(Point placement records)
- - - -

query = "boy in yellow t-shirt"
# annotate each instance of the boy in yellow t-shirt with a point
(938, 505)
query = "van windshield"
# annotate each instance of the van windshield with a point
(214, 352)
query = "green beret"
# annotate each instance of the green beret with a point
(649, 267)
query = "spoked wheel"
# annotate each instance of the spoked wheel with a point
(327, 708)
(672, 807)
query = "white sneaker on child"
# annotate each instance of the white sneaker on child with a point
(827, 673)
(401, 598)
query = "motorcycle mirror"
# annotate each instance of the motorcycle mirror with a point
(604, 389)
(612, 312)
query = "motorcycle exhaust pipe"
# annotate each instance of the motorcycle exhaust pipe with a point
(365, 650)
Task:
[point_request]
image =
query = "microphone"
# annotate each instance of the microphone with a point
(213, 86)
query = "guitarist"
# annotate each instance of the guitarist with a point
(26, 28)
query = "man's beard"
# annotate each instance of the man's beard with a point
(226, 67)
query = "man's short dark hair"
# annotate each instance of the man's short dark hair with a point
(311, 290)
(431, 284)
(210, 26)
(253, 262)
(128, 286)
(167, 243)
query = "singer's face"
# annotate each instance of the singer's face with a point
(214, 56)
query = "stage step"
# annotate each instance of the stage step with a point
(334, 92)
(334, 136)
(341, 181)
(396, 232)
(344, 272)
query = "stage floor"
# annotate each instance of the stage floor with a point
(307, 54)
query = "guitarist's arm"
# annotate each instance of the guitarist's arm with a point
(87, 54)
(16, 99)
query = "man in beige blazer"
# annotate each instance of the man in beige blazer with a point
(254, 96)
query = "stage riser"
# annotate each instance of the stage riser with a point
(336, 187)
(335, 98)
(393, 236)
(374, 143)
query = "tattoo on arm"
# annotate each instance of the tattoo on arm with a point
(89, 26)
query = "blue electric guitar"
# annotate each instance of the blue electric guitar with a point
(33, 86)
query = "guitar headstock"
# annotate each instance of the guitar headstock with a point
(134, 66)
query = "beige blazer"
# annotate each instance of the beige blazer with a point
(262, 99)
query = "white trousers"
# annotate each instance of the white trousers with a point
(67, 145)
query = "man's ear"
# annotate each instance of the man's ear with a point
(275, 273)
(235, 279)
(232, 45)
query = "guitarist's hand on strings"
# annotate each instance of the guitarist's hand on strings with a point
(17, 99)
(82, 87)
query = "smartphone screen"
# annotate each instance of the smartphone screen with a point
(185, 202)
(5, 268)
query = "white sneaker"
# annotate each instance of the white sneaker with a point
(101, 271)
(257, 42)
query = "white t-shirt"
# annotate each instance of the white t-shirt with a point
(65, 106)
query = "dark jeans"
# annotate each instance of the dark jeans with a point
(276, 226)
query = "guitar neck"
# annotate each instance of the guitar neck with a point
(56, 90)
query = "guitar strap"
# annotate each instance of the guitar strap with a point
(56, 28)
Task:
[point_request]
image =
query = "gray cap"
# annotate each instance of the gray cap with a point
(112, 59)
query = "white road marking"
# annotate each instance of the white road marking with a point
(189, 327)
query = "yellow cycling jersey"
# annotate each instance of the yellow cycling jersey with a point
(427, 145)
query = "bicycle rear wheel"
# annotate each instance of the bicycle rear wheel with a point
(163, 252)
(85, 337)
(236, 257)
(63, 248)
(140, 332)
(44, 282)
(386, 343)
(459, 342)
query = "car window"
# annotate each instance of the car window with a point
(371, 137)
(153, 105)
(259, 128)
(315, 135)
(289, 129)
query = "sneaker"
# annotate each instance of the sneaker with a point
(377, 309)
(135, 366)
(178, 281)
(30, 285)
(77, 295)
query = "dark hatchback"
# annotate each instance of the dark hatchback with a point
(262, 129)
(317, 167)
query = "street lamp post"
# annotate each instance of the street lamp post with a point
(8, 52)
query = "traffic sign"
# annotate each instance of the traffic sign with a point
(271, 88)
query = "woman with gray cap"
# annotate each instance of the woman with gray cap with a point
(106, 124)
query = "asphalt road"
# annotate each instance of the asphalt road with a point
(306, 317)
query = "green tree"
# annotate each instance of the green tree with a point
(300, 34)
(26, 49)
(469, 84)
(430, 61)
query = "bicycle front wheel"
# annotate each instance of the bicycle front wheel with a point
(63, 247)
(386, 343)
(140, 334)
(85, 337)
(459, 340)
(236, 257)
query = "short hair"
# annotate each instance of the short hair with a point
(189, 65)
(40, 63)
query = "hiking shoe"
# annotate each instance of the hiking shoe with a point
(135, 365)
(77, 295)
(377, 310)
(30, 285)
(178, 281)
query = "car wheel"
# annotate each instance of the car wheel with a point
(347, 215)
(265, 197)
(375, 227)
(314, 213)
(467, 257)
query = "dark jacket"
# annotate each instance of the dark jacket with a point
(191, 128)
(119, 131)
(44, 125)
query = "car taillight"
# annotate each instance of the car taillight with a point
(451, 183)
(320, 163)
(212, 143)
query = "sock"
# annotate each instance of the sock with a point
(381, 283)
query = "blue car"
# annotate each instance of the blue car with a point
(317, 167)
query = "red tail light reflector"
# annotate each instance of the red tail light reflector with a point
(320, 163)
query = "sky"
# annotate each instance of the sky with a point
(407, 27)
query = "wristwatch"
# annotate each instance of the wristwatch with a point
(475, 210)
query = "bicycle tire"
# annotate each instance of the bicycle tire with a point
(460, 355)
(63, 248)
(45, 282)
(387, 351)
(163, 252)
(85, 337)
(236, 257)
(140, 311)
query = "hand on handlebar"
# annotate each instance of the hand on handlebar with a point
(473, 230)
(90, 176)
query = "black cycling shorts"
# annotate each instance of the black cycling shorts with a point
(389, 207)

- - - -

* **WHAT YOU WILL DO**
Exactly as shown, repeat every record.

* **EXPECTED ANSWER**
query = "boy in yellow t-shirt"
# annotate each instance of the boy in yellow t-shirt with a point
(938, 505)
query = "van windshield"
# annotate each instance of the van windshield with a point
(214, 352)
query = "green beret"
# annotate each instance of the green beret with a point
(649, 267)
query = "spoked wheel"
# annotate each instance of the spoked wheel with a point
(327, 708)
(672, 807)
query = "white sneaker on child"
# annotate each instance of the white sneaker on child with a point
(827, 673)
(401, 598)
query = "motorcycle mirror"
# annotate each instance of the motorcycle mirror with a point
(604, 389)
(612, 312)
query = "motorcycle exhaust pipe"
# annotate each instance of the motorcycle exhaust pipe with a point
(365, 650)
Task:
[point_request]
image =
query = "microphone"
# annotate each instance of the microphone with a point
(213, 86)
query = "guitarist"
# annotate each instance of the guitarist with a point
(26, 28)
query = "man's beard"
# annotate each instance of the man's beard with a point
(226, 67)
query = "man's short dark hair"
# annotate each instance of the man's short dark hair with a point
(311, 290)
(431, 284)
(210, 26)
(253, 262)
(128, 286)
(167, 243)
query = "singer's face"
# annotate each instance of the singer's face with a point
(214, 56)
query = "stage step"
# annotate each instance of the stage step with a point
(334, 92)
(334, 136)
(341, 181)
(396, 232)
(344, 272)
query = "stage floor"
# annotate each instance of the stage floor with a point
(307, 54)
query = "guitarist's arm"
# annotate each instance of the guitarist's arm with a point
(87, 54)
(16, 99)
query = "man in beige blazer"
# annotate each instance of the man in beige blazer with a point
(254, 96)
query = "stage riser"
# annotate each instance of the stage riser with a point
(336, 187)
(335, 98)
(393, 236)
(374, 143)
query = "tattoo on arm"
# annotate each instance of the tattoo on arm with a point
(89, 26)
query = "blue electric guitar"
# annotate each instance of the blue electric guitar with a point
(33, 86)
query = "guitar headstock"
# annotate each instance of the guitar headstock with a point
(134, 66)
query = "beige blazer"
# annotate each instance of the beige blazer with a point
(262, 99)
query = "white trousers"
# annotate each instance of the white trousers with a point
(67, 145)
query = "man's ear"
# annotate each instance of the man's ear with a point
(275, 273)
(235, 279)
(232, 45)
query = "guitarist's hand on strings"
# annotate each instance of the guitarist's hand on strings with a point
(17, 99)
(82, 87)
query = "smartphone screen"
# annotate each instance of the smartphone screen with a point
(185, 202)
(5, 268)
query = "white sneaker"
# annotate each instance of the white sneaker with a point
(101, 271)
(257, 42)
query = "white t-shirt"
# annotate each instance of the white t-shirt with a point
(65, 106)
query = "dark jeans"
# annotate each instance of the dark jeans with a point
(276, 226)
query = "guitar neck"
# annotate each instance of the guitar neck with a point
(56, 90)
query = "guitar strap"
# annotate each instance of the guitar strap with a point
(56, 28)
Task:
[point_request]
image =
query = "gray cap"
# annotate each instance of the gray cap with a point
(112, 59)
query = "white road marking"
# annotate each instance of the white road marking with a point
(189, 327)
query = "yellow cycling jersey"
# annotate each instance of the yellow cycling jersey with a point
(427, 145)
query = "bicycle rear wheel"
# annotate each instance of the bicycle rear wheel with a point
(163, 252)
(85, 337)
(236, 257)
(63, 248)
(140, 332)
(44, 282)
(386, 343)
(459, 342)
query = "car window"
# annotate each instance of the car window with a point
(371, 137)
(153, 105)
(259, 128)
(315, 135)
(289, 129)
query = "sneaker"
# annotate each instance of the sneaker with a point
(377, 309)
(135, 366)
(178, 281)
(30, 285)
(77, 295)
query = "dark hatchback"
# annotate each instance of the dark hatchback with a point
(262, 129)
(317, 167)
query = "street lamp post"
# annotate each instance of the street lamp post with a point
(8, 52)
query = "traffic sign"
# annotate each instance of the traffic sign with a point
(271, 88)
query = "woman with gray cap"
# annotate each instance of the woman with gray cap with a point
(106, 124)
query = "asphalt road"
# annotate each instance of the asphalt road with a point
(306, 317)
query = "green tree"
# annotate each instance of the green tree with a point
(300, 34)
(26, 49)
(469, 84)
(430, 61)
query = "bicycle front wheel"
# annotate each instance of the bicycle front wheel with a point
(63, 247)
(386, 343)
(140, 334)
(85, 337)
(459, 340)
(236, 257)
query = "short hair"
# annotate each instance of the short hair with a point
(189, 65)
(40, 63)
query = "hiking shoe"
# annotate each instance of the hiking shoe with a point
(135, 365)
(77, 295)
(377, 310)
(30, 285)
(178, 281)
query = "car wheel"
# annotate each instance of the car wheel with a point
(347, 215)
(265, 197)
(375, 227)
(314, 213)
(467, 257)
query = "dark jacket"
# annotate each instance of the dark jacket with a point
(191, 128)
(119, 131)
(44, 125)
query = "car taillight"
# annotate each instance of the car taillight with a point
(451, 183)
(320, 163)
(212, 143)
query = "sock"
# annotate each instance of the sock with a point
(381, 283)
query = "blue car"
# annotate each instance of the blue car with a point
(317, 167)
query = "red tail light reflector"
# annotate each instance of the red tail light reflector with a point
(320, 163)
query = "sky"
# annotate each instance of the sky with a point
(407, 27)
query = "wristwatch"
# annotate each instance of the wristwatch with a point
(475, 210)
query = "bicycle tire"
# annotate each instance of the bicycle tire with a point
(460, 355)
(63, 248)
(45, 282)
(387, 351)
(163, 252)
(85, 337)
(236, 257)
(140, 311)
query = "hand on handlebar"
# annotate each instance of the hand on handlebar with a point
(473, 230)
(90, 176)
query = "black cycling shorts"
# annotate each instance of the black cycling shorts with a point
(389, 207)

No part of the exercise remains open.